=== ИСХОДНЫЙ ТЕКСТ ===

Портреты

Ботвинник Михаил Моисеевич

Григорий ГОЛЬДБЕРГ

 

 

Друг Гриша

Познакомились мы полвека назад у моих родственников на Петроградской стороне в Ленинграде (он, конечно, знал меня раньше – в ту пору я был уже шахматист известный). Ему тогда стукнуло 18, мне – лишь 15. Гриша Гольдберг был высоким, стройным и длинноногим. Глаза его как бы высверливали собеседника, лицо – мужественное, а волосы – разного цвета. «Прихожу в парикмахерскую подстричься, – улыбаясь, рассказывал Гриша, – а мастер говорит, что не мешало бы и подкраситься…»

Учился он в Институте народного хозяйства. Шахматистов там было немало; ходил Гриша в клуб совторгслужащих.

В середине 20-х годов был завезен с Запада настольный теннис (пинг-понг); Гриша имел первый разряд. Мы с приятелями специально ходили (задолго до сеанса) в кинотеатр «Рот-фронт», что на Садовой. В фойе театра были расставлены столы и проходили турниры по пинг-понгу, где Гриша сражался, и не без успеха.

В конце 1929 года в Одессе проходил очередной чемпионат СССР – второй в моей шахматной жизни. Одновременно состоялись командные соревнования, где на третьей доске за Пролетстуд играл Гольдберг. После тура Гриша становился вожаком шахматной молодежи, и под его руководством шли мы ужинать. «Одиннадцать бифштексов и один разврат с луком (в меню, конечно, был ростбрат!)», – громогласно заказывал он официанту, сохраняя серьезное выражение лица. Жизнерадостности его не было границ!

Шахматную его силу я почувствовал в партии на чемпионате Ленинграда в 1932 году. Гольдберг дебют и середину игры разыгрывал своеобразно; в теории он не был силен, но плохих ходов не делал. Я чувствовал, что мой партнер нарушает общепринятые каноны играет «неправильно», но как бороться с этой манерой ведения шахматного боя – не знал! Отложили мы партию в объективно проигранной для меня позиции…

Бессонная ночь, утром показываю варианты Моделю; он предсказывает поражение, но я не унываю – уж очень глубоко все проанализировано. В анализе Гриша явно был тогда слабее, и в итоге – ничья!

=== ЗАДАНИЕ 1 ===
Перечислите учебное заведение, клуб, кинотеатр и команду, с которыми в тексте о Григории Гольдберге связан Гриша.
=== ЗАДАНИЕ 2 ===
Покажите все строки записей, в которых встречается слово «pink».
Записи, приведённые далее, с текстом никак не связаны.

=== ВЫБОРКА ДАННЫХ ===
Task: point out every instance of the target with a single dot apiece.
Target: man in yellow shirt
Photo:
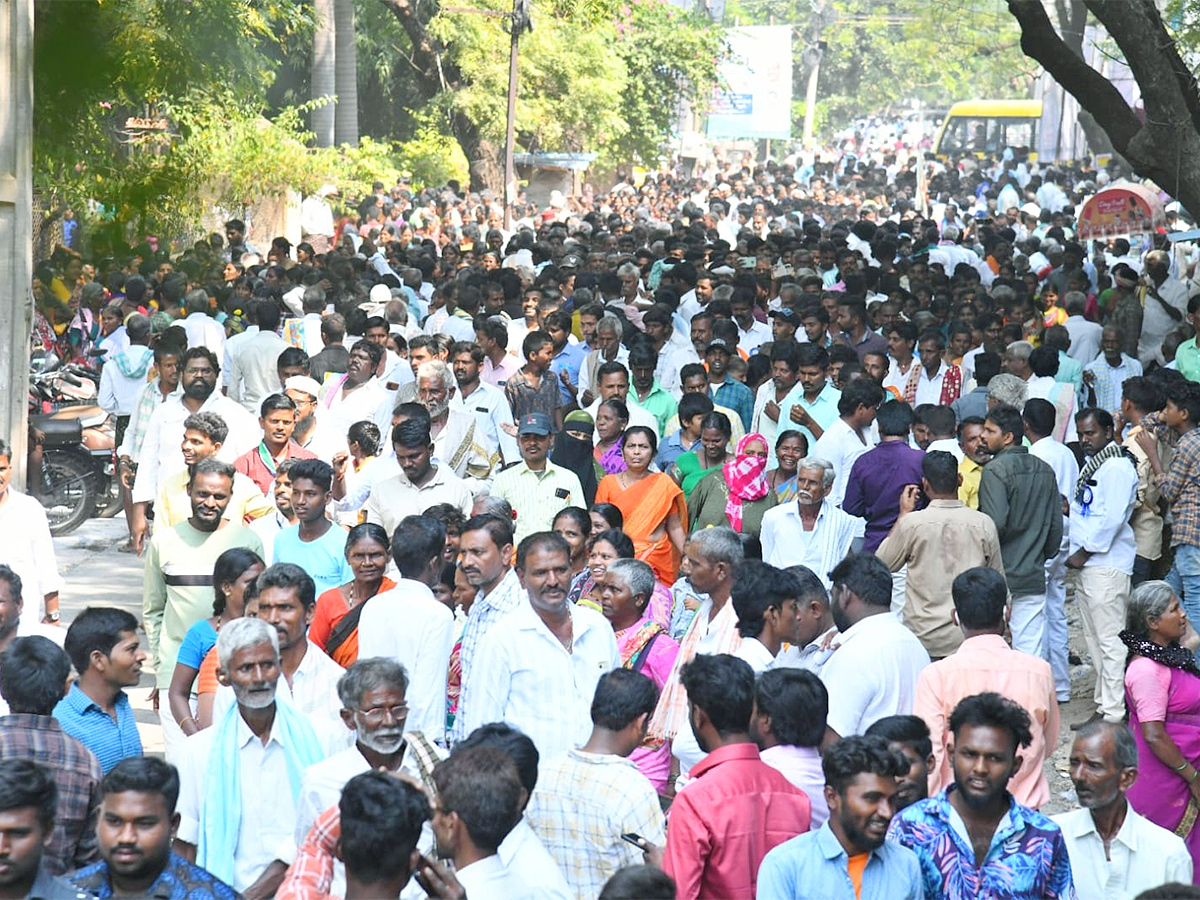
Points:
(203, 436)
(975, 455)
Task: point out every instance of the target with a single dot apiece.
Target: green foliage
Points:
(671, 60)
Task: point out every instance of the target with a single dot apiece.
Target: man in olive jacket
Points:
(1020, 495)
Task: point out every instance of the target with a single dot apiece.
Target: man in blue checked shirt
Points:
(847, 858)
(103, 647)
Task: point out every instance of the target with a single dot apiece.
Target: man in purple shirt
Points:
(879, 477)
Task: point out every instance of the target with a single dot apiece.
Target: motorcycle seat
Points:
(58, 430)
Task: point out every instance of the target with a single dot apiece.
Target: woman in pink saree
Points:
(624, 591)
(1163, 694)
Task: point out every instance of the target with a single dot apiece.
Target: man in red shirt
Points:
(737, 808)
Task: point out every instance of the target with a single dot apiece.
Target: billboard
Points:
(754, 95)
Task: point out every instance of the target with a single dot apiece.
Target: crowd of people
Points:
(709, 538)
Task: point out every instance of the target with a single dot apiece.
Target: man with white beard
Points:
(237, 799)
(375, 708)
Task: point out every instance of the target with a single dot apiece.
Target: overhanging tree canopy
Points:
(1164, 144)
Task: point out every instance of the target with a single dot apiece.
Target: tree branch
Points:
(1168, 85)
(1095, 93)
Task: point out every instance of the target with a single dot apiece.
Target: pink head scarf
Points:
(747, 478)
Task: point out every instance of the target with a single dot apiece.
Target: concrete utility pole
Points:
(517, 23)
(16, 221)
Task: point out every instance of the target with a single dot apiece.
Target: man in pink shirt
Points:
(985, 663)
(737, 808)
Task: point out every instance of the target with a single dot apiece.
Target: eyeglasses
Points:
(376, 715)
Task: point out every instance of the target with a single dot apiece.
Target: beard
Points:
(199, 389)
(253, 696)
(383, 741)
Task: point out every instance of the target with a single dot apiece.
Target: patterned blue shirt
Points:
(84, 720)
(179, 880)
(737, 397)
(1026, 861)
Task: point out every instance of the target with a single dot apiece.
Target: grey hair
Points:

=== РЕШЕНИЕ 1 ===
Институт народного хозяйства, клуб совторгслужащих, кинотеатр «Рот-фронт» на Садовой, команда Пролетстуда.

=== РЕШЕНИЕ 2 ===
Target: woman in pink saree
Target: pink head scarf
Target: man in pink shirt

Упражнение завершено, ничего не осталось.